- **Provided entries**
---*---

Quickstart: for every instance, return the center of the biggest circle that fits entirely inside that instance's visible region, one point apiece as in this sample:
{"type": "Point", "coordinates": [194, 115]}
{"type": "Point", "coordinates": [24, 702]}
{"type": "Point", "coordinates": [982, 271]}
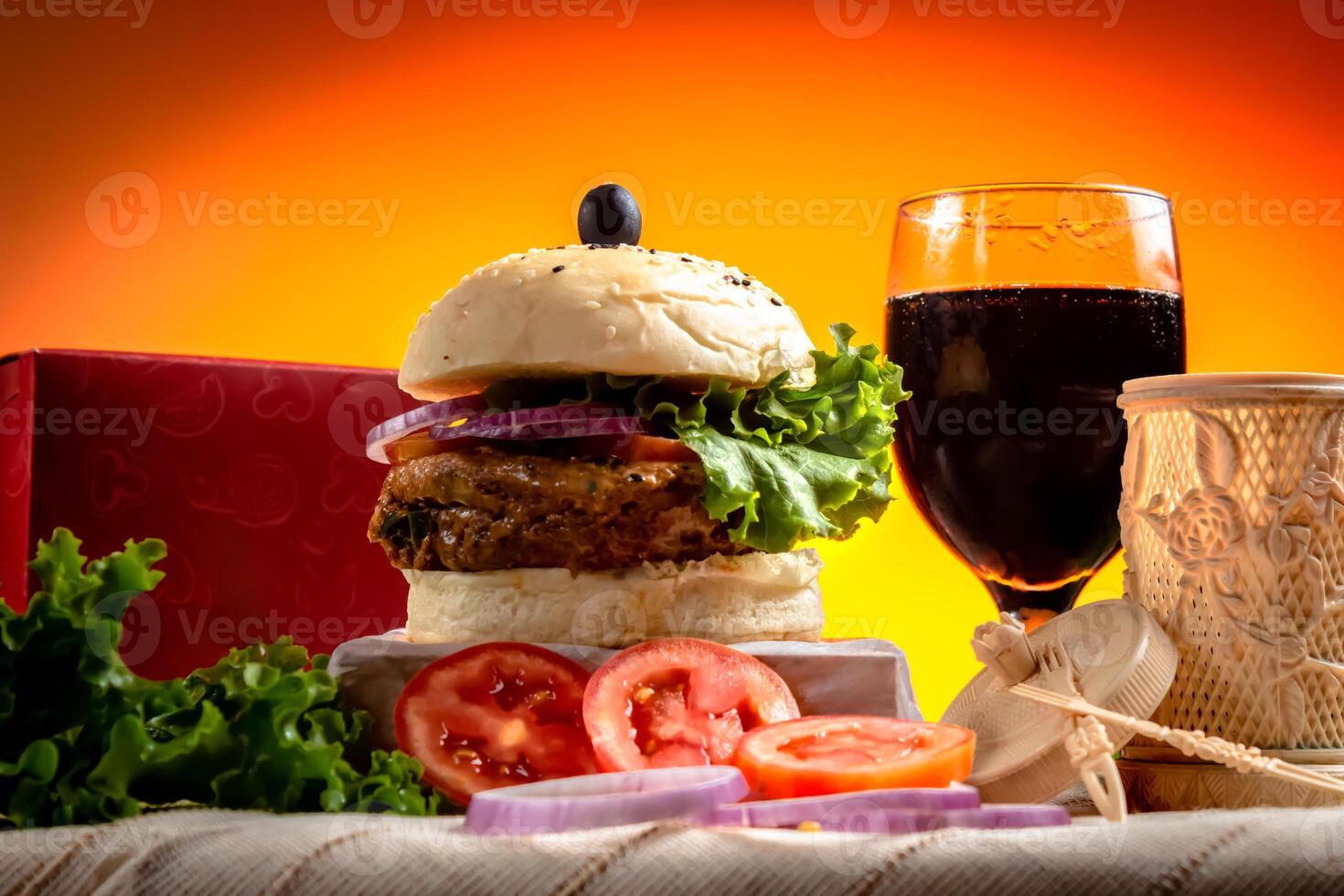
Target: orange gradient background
{"type": "Point", "coordinates": [484, 129]}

---*---

- **Exercise description**
Reproduce the entries above word for word, leaving out the pictures.

- **Completed exercise**
Quickstart: for every instance, return the center of the biggest circle that fits entirely inside that instance's visible region, one point apiece as in this sample:
{"type": "Point", "coordinates": [194, 115]}
{"type": "Point", "coordinates": [24, 702]}
{"type": "Point", "coordinates": [982, 271]}
Target: orange gradient background
{"type": "Point", "coordinates": [484, 129]}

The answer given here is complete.